In the records below, locate the line containing "# test: put a marker on the bird's leg, one", then extract it and all following lines exactly, ending with the last line.

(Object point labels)
***

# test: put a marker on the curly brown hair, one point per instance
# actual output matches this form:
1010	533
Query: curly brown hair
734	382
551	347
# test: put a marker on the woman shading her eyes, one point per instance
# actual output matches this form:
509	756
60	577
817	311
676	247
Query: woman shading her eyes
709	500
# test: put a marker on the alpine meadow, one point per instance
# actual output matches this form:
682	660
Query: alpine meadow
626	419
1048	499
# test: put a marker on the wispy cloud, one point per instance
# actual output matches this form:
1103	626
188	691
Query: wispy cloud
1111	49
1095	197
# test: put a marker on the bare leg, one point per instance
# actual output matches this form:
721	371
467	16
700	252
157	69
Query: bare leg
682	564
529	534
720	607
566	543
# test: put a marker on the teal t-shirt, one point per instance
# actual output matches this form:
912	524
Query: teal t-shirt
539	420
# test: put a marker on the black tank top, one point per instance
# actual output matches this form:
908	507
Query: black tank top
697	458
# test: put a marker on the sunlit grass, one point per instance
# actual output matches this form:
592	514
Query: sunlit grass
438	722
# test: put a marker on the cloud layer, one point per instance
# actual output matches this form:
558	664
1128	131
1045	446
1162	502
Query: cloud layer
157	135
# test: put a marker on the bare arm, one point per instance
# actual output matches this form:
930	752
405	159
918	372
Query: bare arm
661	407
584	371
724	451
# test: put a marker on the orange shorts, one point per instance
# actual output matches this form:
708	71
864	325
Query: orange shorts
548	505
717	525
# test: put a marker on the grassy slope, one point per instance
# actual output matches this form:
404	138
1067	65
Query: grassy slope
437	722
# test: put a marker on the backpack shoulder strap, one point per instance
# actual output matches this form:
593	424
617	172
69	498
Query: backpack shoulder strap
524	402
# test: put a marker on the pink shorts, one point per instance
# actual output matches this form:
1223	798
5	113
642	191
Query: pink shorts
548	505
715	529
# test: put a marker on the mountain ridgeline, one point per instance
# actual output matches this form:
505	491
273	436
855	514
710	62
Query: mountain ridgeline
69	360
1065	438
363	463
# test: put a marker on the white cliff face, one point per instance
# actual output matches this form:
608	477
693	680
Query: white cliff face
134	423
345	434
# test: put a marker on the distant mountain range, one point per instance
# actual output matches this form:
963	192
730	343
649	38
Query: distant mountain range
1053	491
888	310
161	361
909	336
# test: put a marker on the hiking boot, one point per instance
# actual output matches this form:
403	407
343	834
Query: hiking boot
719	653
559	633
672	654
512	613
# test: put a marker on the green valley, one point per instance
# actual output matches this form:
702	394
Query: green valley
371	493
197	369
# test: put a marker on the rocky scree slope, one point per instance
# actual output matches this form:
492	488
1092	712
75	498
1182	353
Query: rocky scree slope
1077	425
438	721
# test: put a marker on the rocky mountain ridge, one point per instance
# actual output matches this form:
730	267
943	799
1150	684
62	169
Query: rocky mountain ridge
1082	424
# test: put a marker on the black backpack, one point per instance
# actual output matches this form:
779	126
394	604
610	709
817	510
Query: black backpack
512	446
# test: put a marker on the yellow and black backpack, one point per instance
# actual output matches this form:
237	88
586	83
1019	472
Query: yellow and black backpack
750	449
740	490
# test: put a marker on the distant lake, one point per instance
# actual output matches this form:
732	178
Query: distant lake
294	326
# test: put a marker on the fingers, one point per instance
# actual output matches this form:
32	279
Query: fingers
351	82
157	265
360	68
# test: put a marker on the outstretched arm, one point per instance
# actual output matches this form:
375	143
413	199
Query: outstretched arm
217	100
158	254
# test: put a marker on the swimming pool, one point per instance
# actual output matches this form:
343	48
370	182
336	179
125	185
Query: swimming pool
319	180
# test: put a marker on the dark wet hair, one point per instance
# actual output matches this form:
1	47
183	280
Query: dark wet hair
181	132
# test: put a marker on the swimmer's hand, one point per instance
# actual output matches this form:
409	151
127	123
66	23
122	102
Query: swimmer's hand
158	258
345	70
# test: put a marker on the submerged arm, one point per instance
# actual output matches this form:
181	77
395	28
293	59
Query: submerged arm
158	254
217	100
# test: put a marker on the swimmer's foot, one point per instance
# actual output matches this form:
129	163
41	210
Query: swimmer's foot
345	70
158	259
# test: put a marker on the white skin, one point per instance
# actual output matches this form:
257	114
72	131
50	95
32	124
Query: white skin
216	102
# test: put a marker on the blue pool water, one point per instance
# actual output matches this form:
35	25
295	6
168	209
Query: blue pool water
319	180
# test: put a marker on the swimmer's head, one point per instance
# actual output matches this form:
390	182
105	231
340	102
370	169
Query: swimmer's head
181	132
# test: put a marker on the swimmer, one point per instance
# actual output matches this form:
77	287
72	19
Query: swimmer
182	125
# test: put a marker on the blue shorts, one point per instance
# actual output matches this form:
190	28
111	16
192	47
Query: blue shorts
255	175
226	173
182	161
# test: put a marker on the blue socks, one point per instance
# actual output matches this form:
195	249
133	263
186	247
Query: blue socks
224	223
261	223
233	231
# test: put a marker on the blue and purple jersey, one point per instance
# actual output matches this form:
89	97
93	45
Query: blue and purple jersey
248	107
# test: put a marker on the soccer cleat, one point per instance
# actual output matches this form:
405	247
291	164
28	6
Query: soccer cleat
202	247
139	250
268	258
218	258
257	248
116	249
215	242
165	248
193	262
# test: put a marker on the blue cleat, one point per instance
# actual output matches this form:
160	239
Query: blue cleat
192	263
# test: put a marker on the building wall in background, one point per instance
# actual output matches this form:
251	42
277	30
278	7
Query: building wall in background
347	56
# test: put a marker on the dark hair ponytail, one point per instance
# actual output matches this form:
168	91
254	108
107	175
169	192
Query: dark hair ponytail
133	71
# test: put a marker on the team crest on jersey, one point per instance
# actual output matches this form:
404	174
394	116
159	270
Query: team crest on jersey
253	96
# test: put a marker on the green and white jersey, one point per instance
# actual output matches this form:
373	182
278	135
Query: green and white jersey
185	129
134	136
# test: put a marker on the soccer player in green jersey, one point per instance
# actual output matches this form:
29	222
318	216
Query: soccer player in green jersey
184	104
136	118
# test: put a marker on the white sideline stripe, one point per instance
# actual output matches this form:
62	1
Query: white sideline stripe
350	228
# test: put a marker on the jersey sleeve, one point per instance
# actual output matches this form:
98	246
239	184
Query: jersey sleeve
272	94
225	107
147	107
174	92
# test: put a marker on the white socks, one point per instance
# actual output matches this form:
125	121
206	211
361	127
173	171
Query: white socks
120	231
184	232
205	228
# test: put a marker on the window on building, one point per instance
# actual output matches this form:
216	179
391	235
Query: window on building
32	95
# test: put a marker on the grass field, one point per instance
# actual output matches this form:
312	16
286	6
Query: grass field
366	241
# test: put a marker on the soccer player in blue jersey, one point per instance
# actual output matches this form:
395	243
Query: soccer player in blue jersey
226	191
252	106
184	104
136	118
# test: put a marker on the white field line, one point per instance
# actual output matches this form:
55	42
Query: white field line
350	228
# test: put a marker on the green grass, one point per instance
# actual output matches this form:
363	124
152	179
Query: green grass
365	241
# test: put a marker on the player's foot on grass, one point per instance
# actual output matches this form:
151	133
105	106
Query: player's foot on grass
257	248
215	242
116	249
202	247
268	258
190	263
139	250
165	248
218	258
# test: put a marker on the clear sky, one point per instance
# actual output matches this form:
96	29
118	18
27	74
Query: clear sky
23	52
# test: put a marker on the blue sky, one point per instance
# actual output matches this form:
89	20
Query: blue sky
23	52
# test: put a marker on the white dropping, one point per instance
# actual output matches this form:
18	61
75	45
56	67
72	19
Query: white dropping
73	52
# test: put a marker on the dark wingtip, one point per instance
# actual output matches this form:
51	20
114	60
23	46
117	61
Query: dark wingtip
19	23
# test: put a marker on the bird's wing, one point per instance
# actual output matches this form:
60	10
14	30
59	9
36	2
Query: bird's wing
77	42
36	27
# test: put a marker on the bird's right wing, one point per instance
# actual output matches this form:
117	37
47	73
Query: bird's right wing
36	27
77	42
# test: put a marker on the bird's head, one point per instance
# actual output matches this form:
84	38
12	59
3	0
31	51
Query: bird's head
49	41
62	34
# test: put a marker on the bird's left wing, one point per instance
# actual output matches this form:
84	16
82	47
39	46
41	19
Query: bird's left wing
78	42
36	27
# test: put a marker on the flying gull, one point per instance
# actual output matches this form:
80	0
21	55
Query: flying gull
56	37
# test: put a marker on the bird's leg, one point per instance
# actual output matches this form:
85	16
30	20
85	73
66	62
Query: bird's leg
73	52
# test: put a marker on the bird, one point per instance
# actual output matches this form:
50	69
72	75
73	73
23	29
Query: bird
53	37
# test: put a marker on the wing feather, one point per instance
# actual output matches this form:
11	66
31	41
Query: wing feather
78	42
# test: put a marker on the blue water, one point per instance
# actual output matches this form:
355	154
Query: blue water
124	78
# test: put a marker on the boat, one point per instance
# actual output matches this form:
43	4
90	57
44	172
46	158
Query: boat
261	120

***

**Solution for this task:**
# test: put a marker on the bird's leg, one point per instance
# actual output matches this form:
85	16
30	20
85	73
66	62
Query: bird's leg
73	52
# test: put a marker on the bird, one point per instance
# actual output matches this form:
50	69
72	75
73	73
23	29
Query: bird
53	37
# test: put a marker on the wing feather, one point per instance
# actual output matches this form:
11	66
31	41
Query: wing feather
78	42
# test: put a marker on the blue water, one point per instance
# actual output matches this form:
355	154
Query: blue water
124	78
# test: put a marker on the boat, one point per instance
# actual output matches this form:
43	4
90	57
44	172
46	158
Query: boat
261	120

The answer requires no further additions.